EXCERPT PROVIDED:
Ever so much, Ta, I have one of those and have been using it with .5cm beef slices but your report has encouraged me to experiment with some of our home kill of a "greater calibre".

----------


## Russian 22.

Thread resurrection.

Anyone had much success with the old oven on low heat?

Internet suggests that it works. But the mum in law isn't so keen on some goat or meat in her dehydrator.

----------


## Tommy

I went to uni with young Hein. He was easily top of our year, bloody nice guy too. A loss to the forum as he hasn't visited since 2013 it seems




> Thread resurrection.
> 
> Anyone had much success with the old oven on low heat?
> 
> Internet suggests that it works. But the mum in law isn't so keen on some goat or meat in her dehydrator.


Two beer crates, thick paper, and a staple gun. You can make this for $10 in 20 mins mate, you're supposed to be a tradie in the making!

----------


## Russian 22.

> I went to uni with young Hein. He was easily top of our year, bloody nice guy too. A loss to the forum as he hasn't visited since 2013 it seems
> 
> 
> 
> Two beer crates, thick paper, and a staple gun. You can make this for $10 in 20 mins mate, you're supposed to be a tradie in the making!


Maybe he'll get an email from Tapatalk?

Hahaha work smarter not harder 

I suppose I could use a spare heat pump at work and then have a hell of a lot of capacity!

----------


## Sideshow

Made this up out of an extractor fan and an plastic clip on box.
Bulb in the bottom.
Added a vent pipe out through the garage soffit to keep the wife happy :Thumbsup:

----------


## homebrew.357

Hell this really needs looking into, with the warm cabinet while the meats getting sunburned could put the homebrew barrel in with fermenting brew and along side the fish smoker!!. Just think, slight Smokey biltong washed down with a Smokey pale ale, way to go, I`m dribbling every where.  :Yum:

----------


## Blisters

wonder what happened to Hein

----------


## Preacher

> Thread resurrection.

DATA SHOWN:

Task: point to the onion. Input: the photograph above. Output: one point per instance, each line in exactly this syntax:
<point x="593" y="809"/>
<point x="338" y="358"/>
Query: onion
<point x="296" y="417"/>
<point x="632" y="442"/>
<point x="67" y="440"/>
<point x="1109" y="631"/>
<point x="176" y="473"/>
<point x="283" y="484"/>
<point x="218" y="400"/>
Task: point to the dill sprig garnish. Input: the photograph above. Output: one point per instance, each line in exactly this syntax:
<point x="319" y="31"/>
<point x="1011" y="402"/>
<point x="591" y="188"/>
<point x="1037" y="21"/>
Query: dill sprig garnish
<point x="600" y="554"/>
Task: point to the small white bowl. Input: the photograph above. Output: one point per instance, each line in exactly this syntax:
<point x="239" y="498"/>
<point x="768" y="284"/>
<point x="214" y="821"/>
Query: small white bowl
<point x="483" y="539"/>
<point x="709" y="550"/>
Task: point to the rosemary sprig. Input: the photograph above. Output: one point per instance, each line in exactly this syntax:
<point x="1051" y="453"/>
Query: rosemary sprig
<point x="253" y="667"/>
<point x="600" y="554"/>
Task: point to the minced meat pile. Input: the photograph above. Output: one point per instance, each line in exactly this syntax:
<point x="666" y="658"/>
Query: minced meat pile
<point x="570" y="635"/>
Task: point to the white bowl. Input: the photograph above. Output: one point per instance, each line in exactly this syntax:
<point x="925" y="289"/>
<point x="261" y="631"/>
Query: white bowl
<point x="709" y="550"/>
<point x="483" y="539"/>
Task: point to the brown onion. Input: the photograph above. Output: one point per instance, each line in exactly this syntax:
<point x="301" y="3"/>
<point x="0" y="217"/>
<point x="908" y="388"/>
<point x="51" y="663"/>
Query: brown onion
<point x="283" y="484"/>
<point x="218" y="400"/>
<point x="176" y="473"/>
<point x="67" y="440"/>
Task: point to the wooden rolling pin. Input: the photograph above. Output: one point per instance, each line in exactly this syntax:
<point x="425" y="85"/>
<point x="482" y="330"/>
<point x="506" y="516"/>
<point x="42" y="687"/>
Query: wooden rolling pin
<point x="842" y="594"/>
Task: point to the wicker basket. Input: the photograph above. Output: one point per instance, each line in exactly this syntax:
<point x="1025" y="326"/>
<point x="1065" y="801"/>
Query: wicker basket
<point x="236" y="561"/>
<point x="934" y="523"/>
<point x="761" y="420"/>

YOUR TASK: Decide whether each statement agrees with the forum thread on drying meat, and answer yes or no with the deciding words quoted from it: (a) Tommy says Hein has not visited the forum since 2013. (b) Sideshow placed the bulb at the top of the box. (c) Tommy says the beer-crate build costs $20.

RESULT FOR THIS TASK:
(a) Yes: "A loss to the forum as he hasn't visited since 2013 it seems"
(b) No: "Bulb in the bottom."
(c) No: "You can make this for $10 in 20 mins mate"